## EXERCISE BRIEF
Treat the line containing "Expected behaviour: for every instance of the toilet, place" as the first line and the final line of the material below as the last; reproduce that range exactly.

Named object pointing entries
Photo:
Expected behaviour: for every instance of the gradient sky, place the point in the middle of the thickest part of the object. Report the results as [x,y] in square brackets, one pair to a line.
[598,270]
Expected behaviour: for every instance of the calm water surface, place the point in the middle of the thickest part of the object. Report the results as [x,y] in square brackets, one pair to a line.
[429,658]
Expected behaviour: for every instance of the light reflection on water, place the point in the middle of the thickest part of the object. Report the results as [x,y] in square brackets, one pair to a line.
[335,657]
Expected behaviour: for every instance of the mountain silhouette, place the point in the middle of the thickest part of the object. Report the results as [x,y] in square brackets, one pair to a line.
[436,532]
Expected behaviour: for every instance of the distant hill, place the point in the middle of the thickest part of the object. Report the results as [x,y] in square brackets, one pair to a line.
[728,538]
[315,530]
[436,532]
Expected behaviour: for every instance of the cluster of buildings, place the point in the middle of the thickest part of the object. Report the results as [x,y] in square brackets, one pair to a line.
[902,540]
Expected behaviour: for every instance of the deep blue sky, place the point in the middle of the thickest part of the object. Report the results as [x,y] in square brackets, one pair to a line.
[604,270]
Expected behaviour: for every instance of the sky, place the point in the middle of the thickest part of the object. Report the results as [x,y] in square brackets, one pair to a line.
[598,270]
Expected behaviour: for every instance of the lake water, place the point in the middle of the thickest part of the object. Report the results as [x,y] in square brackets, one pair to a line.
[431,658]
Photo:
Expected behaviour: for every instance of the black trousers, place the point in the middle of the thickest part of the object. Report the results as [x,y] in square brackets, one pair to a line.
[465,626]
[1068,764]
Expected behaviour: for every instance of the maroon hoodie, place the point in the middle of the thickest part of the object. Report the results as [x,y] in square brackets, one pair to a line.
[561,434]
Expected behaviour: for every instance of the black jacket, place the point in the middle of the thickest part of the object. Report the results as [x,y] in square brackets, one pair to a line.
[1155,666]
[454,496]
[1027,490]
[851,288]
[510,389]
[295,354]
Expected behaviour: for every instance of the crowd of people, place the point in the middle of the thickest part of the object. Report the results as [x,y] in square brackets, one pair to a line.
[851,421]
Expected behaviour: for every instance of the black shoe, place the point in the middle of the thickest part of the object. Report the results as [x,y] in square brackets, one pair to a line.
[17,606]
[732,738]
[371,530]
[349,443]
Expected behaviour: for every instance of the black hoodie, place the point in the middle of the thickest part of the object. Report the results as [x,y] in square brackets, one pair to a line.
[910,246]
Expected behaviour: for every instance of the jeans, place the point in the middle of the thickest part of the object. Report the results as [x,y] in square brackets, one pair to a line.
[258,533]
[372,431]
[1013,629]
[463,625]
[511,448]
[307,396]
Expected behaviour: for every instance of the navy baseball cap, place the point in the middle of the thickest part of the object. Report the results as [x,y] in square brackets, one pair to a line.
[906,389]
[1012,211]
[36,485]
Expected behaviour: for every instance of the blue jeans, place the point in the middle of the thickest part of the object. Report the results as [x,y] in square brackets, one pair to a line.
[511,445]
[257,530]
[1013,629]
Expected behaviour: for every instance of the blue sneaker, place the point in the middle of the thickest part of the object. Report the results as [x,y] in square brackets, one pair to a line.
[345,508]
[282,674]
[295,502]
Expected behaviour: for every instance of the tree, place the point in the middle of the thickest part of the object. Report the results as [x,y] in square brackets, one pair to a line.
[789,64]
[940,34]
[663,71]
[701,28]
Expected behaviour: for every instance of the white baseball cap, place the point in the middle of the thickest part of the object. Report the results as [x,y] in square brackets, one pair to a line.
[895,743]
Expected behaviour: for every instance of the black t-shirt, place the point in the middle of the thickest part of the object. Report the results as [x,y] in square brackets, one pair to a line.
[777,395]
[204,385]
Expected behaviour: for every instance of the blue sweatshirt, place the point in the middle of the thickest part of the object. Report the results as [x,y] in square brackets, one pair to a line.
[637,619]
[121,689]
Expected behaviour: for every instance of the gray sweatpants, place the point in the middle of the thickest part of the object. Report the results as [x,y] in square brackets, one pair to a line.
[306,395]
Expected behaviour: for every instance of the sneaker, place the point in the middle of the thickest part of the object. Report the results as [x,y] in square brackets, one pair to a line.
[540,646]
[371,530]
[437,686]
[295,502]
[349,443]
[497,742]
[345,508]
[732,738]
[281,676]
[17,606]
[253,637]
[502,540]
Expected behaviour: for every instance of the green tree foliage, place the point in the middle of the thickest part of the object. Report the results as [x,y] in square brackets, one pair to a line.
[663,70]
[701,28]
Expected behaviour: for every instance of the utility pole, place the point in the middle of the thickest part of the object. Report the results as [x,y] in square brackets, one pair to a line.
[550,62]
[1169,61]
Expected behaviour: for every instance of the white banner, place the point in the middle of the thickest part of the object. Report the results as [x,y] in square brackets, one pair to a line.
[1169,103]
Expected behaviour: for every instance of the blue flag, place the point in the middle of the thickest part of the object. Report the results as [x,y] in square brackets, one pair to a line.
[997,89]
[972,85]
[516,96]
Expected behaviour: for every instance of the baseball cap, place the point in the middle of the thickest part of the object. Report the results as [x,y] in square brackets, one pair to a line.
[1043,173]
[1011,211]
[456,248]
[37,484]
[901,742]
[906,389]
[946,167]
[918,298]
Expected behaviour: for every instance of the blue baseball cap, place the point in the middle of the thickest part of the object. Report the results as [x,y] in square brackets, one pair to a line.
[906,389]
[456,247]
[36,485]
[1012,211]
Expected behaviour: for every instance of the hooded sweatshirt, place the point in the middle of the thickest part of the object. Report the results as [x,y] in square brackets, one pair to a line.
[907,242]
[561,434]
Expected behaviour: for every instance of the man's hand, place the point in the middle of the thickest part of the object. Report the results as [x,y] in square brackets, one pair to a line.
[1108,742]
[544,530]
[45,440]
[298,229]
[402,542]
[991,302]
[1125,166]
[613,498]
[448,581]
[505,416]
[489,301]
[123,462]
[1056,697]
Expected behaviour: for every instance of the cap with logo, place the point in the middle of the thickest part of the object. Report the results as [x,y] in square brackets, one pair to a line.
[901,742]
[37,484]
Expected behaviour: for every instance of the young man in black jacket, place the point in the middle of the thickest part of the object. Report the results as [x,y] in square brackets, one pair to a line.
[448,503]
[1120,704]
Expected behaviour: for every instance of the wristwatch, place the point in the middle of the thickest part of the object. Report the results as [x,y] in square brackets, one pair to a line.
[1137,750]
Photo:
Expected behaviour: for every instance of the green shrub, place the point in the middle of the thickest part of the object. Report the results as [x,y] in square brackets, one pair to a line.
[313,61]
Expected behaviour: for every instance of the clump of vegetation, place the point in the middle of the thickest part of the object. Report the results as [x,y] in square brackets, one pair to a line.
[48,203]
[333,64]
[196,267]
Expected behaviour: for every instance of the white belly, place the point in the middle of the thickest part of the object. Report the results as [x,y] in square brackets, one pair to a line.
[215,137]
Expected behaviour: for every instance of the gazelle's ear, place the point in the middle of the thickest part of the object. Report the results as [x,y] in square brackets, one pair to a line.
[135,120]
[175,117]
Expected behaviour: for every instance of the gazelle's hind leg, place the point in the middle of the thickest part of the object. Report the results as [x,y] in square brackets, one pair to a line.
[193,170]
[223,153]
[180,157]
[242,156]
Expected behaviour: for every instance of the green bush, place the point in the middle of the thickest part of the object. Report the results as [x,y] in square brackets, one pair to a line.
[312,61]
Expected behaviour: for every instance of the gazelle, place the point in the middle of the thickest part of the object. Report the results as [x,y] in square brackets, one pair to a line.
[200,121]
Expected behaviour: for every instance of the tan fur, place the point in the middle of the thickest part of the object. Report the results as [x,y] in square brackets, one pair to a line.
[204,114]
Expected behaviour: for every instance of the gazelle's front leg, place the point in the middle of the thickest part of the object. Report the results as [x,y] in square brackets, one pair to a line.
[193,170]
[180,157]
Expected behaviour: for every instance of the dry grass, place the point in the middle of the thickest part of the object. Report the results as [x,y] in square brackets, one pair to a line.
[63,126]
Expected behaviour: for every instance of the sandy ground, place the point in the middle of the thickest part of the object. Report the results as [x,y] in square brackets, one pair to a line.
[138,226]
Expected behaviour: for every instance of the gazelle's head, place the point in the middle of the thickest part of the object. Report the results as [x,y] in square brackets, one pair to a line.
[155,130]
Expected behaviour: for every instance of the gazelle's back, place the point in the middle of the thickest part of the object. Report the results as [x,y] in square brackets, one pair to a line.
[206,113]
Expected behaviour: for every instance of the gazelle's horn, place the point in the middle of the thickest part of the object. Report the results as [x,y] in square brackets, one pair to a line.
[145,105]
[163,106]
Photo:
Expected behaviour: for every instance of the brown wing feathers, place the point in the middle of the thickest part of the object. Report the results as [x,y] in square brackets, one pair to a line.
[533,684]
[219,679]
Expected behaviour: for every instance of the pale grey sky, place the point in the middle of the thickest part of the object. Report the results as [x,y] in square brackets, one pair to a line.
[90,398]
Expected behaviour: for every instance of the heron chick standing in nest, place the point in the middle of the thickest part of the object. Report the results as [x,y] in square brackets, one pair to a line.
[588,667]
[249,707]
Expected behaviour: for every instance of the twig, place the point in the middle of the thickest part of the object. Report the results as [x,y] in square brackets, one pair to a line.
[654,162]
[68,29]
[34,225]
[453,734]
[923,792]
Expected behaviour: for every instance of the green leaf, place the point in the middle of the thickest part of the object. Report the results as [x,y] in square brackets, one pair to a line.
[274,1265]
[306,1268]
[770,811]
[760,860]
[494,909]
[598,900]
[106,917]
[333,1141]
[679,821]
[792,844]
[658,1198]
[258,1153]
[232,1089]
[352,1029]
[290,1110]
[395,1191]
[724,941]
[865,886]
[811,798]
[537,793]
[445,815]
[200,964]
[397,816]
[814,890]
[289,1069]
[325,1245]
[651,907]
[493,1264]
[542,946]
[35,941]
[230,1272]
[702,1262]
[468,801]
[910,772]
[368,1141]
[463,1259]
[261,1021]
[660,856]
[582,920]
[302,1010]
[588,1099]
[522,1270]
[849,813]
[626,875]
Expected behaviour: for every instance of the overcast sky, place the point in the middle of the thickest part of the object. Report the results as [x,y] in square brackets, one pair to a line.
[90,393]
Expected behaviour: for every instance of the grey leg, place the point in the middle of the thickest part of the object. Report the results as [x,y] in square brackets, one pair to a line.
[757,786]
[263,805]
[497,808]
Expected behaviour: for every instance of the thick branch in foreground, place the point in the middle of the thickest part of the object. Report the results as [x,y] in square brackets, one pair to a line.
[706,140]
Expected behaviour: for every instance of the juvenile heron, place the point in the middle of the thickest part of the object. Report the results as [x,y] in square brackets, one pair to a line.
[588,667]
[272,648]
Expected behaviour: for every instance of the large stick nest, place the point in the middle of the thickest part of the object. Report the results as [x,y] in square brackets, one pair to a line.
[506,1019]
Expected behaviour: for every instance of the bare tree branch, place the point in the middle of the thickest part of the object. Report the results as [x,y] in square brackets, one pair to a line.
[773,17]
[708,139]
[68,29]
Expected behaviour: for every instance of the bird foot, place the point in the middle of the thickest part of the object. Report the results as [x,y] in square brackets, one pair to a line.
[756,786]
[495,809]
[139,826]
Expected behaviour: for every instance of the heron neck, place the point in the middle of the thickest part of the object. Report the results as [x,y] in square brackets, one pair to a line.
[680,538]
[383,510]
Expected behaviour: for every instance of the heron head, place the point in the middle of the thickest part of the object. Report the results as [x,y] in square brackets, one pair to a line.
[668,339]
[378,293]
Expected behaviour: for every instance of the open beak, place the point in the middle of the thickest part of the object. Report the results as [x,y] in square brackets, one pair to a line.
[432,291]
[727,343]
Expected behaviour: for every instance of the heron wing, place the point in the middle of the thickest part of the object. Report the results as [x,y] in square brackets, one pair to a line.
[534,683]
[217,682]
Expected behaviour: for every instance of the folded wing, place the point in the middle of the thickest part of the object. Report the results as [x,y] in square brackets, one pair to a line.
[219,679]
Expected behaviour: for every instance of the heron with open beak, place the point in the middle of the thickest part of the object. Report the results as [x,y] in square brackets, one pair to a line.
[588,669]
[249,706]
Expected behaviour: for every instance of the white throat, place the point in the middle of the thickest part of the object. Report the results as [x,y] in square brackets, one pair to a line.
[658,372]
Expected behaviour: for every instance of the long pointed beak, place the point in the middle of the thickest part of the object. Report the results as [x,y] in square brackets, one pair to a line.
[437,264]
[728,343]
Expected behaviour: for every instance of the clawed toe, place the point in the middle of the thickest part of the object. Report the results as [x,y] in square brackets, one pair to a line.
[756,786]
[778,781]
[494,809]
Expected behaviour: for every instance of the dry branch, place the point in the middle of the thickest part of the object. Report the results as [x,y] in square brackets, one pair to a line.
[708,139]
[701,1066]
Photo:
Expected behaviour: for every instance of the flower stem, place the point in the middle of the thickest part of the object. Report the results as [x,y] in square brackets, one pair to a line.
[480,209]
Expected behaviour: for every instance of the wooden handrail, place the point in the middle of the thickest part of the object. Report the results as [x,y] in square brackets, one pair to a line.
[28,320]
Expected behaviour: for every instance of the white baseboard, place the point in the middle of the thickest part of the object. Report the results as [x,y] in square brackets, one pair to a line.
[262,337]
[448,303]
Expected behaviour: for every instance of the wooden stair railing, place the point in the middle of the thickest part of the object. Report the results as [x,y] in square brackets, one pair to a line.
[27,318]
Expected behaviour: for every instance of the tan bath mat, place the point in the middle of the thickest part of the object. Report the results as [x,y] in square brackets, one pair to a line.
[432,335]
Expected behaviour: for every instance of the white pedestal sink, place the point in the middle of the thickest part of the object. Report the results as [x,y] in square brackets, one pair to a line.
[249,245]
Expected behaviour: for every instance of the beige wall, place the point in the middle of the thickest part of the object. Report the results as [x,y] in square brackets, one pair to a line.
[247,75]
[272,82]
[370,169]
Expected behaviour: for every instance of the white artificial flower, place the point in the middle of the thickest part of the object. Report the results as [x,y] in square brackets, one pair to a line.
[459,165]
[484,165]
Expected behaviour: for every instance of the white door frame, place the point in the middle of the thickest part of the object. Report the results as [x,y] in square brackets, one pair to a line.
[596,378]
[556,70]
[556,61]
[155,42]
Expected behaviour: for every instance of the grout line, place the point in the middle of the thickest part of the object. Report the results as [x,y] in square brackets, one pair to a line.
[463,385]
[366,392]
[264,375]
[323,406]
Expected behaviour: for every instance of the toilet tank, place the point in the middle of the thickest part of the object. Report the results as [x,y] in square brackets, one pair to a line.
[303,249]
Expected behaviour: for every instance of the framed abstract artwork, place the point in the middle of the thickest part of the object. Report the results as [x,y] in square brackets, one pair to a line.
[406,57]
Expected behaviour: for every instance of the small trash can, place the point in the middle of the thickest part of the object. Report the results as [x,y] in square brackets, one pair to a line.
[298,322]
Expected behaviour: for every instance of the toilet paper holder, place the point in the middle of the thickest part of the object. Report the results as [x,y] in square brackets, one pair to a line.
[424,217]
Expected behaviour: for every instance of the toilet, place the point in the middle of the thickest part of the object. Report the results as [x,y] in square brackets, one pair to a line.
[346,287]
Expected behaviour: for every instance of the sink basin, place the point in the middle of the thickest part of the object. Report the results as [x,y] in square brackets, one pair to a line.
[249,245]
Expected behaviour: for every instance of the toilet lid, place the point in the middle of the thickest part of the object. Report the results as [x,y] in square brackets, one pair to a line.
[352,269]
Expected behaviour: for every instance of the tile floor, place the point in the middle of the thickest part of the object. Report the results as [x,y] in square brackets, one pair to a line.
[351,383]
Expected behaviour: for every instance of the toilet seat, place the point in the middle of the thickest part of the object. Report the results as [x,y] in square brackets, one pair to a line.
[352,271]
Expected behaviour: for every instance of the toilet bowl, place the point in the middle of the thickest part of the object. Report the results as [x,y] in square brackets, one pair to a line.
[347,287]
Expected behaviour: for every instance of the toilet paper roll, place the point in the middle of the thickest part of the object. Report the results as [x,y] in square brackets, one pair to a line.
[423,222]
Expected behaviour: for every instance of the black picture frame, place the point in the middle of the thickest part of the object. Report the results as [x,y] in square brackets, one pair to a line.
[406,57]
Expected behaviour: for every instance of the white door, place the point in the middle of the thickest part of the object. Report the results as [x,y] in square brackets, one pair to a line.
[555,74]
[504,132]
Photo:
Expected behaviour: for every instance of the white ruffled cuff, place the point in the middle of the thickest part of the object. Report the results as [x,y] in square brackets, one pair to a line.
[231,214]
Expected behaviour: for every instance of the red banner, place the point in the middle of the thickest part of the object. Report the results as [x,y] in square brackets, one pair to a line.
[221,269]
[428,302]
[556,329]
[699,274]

## RESULT FOR THIS EXERCISE
Expected behaviour: for every instance of the toilet, place the point in the middle of the thickest part of the object. Report the results as [x,y] in square brackets, one pair to a line.
[346,287]
Expected behaviour: for every instance of the sink basin, place the point in the middle of the thickest part of the object. Report the results as [x,y] in square brackets, one pair to a line.
[249,245]
Expected behaviour: for every instance of the toilet lid, place the point in the middle of the thickest part of the object. Report the results as [x,y] in square brackets, one pair to a line.
[352,269]
Expected behaviour: for every instance of the tile floor, place the point in the middle of the thickest part of the object. Report the results as [x,y] in square brackets, one pair to a line.
[351,383]
Expected behaviour: for every instance of the toilet seat, place the point in the middle of the thickest part of the object. Report the results as [x,y] in square brackets, one pair to a line.
[352,271]
Expected behaviour: for every instance of the toilet bowl, place the point in the middle of the thickest part of the object. Report the results as [x,y] in square brackets, one pair to a line.
[347,287]
Expected behaviour: for every instance of the toilet paper roll, place the point in the middle of the thickest part of the object. Report the results as [x,y] in square brackets, one pair to a line.
[423,222]
Expected behaviour: for every instance of the black picture frame, place the point in the middle of the thickest part of the object. Report the results as [x,y] in square brackets, one pair to a line.
[406,57]
Expected behaviour: for every instance of the white door, place the point in the middle of the thickest part of the object. Report the results as [x,y] in square brackets, one pair to a line.
[555,74]
[504,132]
Photo:
Expected behaviour: for every instance of the white ruffled cuff, place the point in the middle of the thickest part of the object. Report the results as [x,y] in square brackets, one pair to a line.
[231,214]
Expected behaviour: for every instance of the red banner, place the point in the middle of the thickest part of the object. Report the results as [x,y] in square brackets, one pair to a line.
[221,269]
[428,302]
[556,329]
[699,274]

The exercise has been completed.